===== Task input

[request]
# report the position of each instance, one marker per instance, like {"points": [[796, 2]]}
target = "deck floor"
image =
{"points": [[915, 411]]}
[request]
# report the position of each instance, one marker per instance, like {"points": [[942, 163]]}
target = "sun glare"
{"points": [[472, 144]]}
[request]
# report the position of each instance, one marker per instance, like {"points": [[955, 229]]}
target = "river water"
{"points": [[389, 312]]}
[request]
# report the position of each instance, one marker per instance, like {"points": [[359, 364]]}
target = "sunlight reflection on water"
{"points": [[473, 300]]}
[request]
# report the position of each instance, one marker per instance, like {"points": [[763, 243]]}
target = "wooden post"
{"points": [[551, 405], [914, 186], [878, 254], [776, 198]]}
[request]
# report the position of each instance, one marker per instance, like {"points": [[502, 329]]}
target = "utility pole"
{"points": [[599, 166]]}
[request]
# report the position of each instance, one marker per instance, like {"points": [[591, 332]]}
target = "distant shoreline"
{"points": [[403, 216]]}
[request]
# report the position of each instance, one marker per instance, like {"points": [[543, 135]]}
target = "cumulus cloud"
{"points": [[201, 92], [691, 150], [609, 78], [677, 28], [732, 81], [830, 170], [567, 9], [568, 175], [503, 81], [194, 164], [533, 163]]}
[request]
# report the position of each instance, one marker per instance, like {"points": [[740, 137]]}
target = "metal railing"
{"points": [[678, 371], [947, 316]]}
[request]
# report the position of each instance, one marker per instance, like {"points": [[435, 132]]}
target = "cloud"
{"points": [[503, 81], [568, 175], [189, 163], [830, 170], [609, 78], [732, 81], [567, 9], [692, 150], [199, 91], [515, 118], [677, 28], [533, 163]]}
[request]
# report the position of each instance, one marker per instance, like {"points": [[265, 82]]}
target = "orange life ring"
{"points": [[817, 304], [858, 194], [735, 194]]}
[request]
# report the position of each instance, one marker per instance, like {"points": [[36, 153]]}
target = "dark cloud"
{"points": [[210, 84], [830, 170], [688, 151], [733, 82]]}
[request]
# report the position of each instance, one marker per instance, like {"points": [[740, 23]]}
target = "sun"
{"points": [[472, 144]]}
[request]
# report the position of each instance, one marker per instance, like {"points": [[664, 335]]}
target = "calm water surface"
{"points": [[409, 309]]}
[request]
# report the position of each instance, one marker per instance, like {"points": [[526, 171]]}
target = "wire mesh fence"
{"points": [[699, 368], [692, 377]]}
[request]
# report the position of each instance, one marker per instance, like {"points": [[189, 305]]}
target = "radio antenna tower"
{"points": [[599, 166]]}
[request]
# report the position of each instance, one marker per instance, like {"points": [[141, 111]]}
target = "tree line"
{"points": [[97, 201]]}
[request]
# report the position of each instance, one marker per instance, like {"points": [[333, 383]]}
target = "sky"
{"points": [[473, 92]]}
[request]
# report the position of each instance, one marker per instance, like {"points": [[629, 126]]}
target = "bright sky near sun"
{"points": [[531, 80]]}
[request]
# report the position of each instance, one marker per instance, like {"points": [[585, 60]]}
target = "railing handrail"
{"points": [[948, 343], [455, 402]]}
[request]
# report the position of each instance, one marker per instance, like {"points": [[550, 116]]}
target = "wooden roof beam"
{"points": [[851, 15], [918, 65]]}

==========

• _Written task_
Here, the records must be output exactly and in full.

• _Exercise response_
[request]
# report the position of each instance, one marker per instance, like {"points": [[796, 2]]}
target = "deck floor"
image =
{"points": [[915, 411]]}
[request]
# report the position of each instance, one marker per instance, like {"points": [[942, 163]]}
target = "sun glare"
{"points": [[472, 144]]}
[request]
# report the position of each instance, one marker per instance, like {"points": [[955, 229]]}
target = "river water"
{"points": [[389, 312]]}
[request]
# report the position of each instance, one marker per instance, like {"points": [[359, 364]]}
target = "sunlight reflection on water"
{"points": [[473, 300]]}
[request]
# report the position of each instance, one marker per instance, like {"points": [[763, 243]]}
target = "wooden post"
{"points": [[551, 405], [914, 186], [878, 254], [776, 198]]}
[request]
# report the position of each instance, one marker per instance, like {"points": [[502, 329]]}
target = "utility pole"
{"points": [[599, 166]]}
[request]
# report the position of each instance, one marker per instance, like {"points": [[591, 332]]}
target = "distant shoreline"
{"points": [[403, 216]]}
[request]
# report the position of each instance, one marker per instance, like {"points": [[543, 135]]}
target = "cumulus cloud"
{"points": [[201, 92], [691, 150], [609, 78], [677, 28], [732, 81], [830, 170], [567, 9], [568, 175], [503, 81], [194, 164], [533, 163]]}
[request]
# report the position of each instance, one marker per instance, like {"points": [[740, 137]]}
target = "metal railing"
{"points": [[678, 371], [947, 316]]}
[request]
# report the position of each instance, one marker per instance, like {"points": [[435, 132]]}
target = "cloud"
{"points": [[503, 81], [568, 175], [189, 163], [830, 170], [609, 78], [732, 81], [567, 9], [692, 150], [199, 91], [515, 118], [677, 28], [533, 163]]}
[request]
# report the position of each instance, one marker per instance, like {"points": [[265, 82]]}
target = "orange life ring"
{"points": [[817, 304], [858, 194], [735, 194]]}
[request]
# report the position of each instance, one marker per instance, like {"points": [[36, 153]]}
target = "dark cloud"
{"points": [[210, 84], [830, 170], [688, 151], [733, 82]]}
[request]
# report the position of each instance, one marker per instance, like {"points": [[740, 23]]}
target = "sun"
{"points": [[472, 144]]}
[request]
# report the position of each instance, one marker per instance, like {"points": [[664, 335]]}
target = "calm water surface"
{"points": [[409, 309]]}
[request]
# report the position of each instance, one marker per instance, like {"points": [[526, 171]]}
target = "wire mesh fence"
{"points": [[699, 368], [692, 377]]}
[request]
# report the position of each instance, one marker per instance, like {"points": [[189, 305]]}
target = "radio antenna tower"
{"points": [[599, 166]]}
[request]
# report the position of each instance, one marker per instance, like {"points": [[141, 111]]}
target = "tree line"
{"points": [[97, 201]]}
[request]
# report the position of each instance, one marker per instance, like {"points": [[333, 383]]}
target = "sky"
{"points": [[473, 92]]}
[request]
# report the position of each instance, one marker per instance, like {"points": [[629, 126]]}
target = "bright sky near sun"
{"points": [[531, 80]]}
[request]
# report the position of each instance, one marker per instance, like {"points": [[585, 60]]}
target = "railing handrail"
{"points": [[948, 343], [455, 402]]}
[request]
# report the position of each instance, one marker per instance, like {"points": [[550, 116]]}
target = "wooden roof beam"
{"points": [[851, 15], [918, 65]]}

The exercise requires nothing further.